| ENTRIES SHOWN |
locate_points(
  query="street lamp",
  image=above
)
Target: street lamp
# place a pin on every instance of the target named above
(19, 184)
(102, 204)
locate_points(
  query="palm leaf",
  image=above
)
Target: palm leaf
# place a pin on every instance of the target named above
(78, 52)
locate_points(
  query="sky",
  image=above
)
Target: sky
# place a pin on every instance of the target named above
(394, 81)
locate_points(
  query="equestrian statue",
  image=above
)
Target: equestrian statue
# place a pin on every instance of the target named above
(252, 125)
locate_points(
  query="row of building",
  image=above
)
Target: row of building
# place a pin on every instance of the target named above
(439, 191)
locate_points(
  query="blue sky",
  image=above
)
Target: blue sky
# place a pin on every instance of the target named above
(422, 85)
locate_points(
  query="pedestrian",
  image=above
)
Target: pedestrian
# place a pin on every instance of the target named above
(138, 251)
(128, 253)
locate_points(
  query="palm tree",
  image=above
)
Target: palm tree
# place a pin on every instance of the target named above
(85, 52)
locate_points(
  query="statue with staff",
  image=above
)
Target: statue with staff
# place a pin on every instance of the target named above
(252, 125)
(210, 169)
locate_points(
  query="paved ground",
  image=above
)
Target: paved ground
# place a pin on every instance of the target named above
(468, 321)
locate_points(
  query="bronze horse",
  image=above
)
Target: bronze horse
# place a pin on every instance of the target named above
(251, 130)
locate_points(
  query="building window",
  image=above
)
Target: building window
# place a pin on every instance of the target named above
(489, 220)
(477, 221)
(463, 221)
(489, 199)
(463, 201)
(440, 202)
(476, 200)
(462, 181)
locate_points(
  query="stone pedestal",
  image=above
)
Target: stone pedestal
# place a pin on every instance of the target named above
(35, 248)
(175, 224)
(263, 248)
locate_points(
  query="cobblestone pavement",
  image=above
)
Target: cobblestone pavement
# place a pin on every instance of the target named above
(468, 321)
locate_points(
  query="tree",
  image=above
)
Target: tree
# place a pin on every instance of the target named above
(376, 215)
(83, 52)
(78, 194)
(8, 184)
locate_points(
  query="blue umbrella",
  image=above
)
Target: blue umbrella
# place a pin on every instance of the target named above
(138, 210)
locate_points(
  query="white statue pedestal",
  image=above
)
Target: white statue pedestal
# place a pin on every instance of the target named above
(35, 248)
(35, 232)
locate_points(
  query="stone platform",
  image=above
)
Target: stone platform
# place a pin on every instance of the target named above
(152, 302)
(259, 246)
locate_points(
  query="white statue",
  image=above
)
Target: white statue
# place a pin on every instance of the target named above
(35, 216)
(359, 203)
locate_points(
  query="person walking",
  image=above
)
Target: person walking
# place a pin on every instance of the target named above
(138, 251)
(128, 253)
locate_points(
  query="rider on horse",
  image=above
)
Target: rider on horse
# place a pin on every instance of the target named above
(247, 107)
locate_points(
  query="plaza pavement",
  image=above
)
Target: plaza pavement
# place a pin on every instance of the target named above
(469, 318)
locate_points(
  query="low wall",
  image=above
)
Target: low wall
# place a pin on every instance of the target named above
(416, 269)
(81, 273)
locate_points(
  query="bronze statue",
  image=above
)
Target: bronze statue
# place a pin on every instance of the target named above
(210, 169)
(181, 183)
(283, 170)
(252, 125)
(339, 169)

| PROBLEM REQUIREMENTS |
Each entry above is to be set down again in exactly the same words.

| COMPLETE RESPONSE |
locate_points(
  query="street lamp",
  image=above
)
Target: street lamp
# place a pin on every instance of the target named above
(19, 184)
(102, 204)
locate_points(
  query="palm leaf",
  image=above
)
Target: palm leaf
# place a pin on every instance of the target named above
(78, 52)
locate_points(
  query="sky",
  image=above
)
Target: sky
# place a pin on every instance of the target named above
(394, 81)
locate_points(
  query="equestrian statue",
  image=above
)
Target: equestrian statue
# place a pin on every instance of the target named above
(252, 125)
locate_points(
  query="row of building",
  image=above
)
Target: row of building
# place a pin on every instance of the target named above
(439, 191)
locate_points(
  query="blue sky",
  image=above
)
Target: blue sky
# place a pin on every instance of the target named above
(422, 85)
locate_points(
  query="pedestrian",
  image=above
)
Target: pedestrian
# place a pin on every instance of the target named above
(138, 251)
(128, 253)
locate_points(
  query="palm tree",
  image=above
)
Target: palm tree
# place a pin on every instance of the target named above
(85, 52)
locate_points(
  query="statue with staff",
  image=above
)
Target: statue with staff
# place a pin on every instance of the target named above
(252, 125)
(210, 169)
locate_points(
  query="paved ground",
  image=above
)
Target: paved ground
# place a pin on every instance of the target named above
(468, 321)
locate_points(
  query="bronze horse",
  image=above
)
Target: bronze horse
# place a pin on every instance of the target named above
(251, 130)
locate_points(
  query="building window",
  image=above
)
Target: building window
# place a pin on every instance of the target named above
(489, 220)
(477, 221)
(463, 221)
(489, 199)
(463, 201)
(440, 202)
(476, 200)
(462, 181)
locate_points(
  query="stone pedestal",
  image=above
)
Target: stone pedestal
# place a pin on every instance of the target named above
(35, 248)
(175, 224)
(263, 248)
locate_points(
  query="cobblestone pavement",
  image=above
)
Target: cobblestone pavement
# place a pin on every instance of the target named above
(468, 321)
locate_points(
  query="tree",
  image=above
)
Target: tree
# place a pin on every instance of the target named above
(376, 215)
(83, 52)
(78, 194)
(8, 184)
locate_points(
  query="blue umbrella",
  image=above
)
Target: blue umbrella
# place a pin on every instance of the target named above
(138, 210)
locate_points(
  query="white statue pedestal",
  image=above
)
Target: white statue pedestal
# place a pin on every instance of the target named above
(35, 248)
(35, 232)
locate_points(
  query="stone platform",
  image=above
)
Target: stone platform
# place a pin on every instance of the target named above
(152, 302)
(259, 246)
locate_points(
  query="white statue",
  image=above
)
Target: white statue
# place a pin on every instance of the target named above
(35, 216)
(359, 203)
locate_points(
  query="person walking",
  image=above
)
Target: person walking
# place a pin on every instance of the target named above
(138, 251)
(128, 253)
locate_points(
  query="rider on horse",
  image=above
)
Target: rider on horse
# place a pin on every instance of the target named above
(247, 107)
locate_points(
  query="plaza pavement",
  image=above
)
Target: plaza pavement
# place a pin on every instance of the target named above
(469, 318)
locate_points(
  query="low wall",
  image=above
)
Target: low wall
# place a pin on every instance of the target named above
(416, 269)
(81, 273)
locate_points(
  query="bronze statue",
  image=above
)
Target: bronze statue
# place a pin on every instance of the target named above
(210, 169)
(181, 183)
(283, 170)
(252, 125)
(339, 169)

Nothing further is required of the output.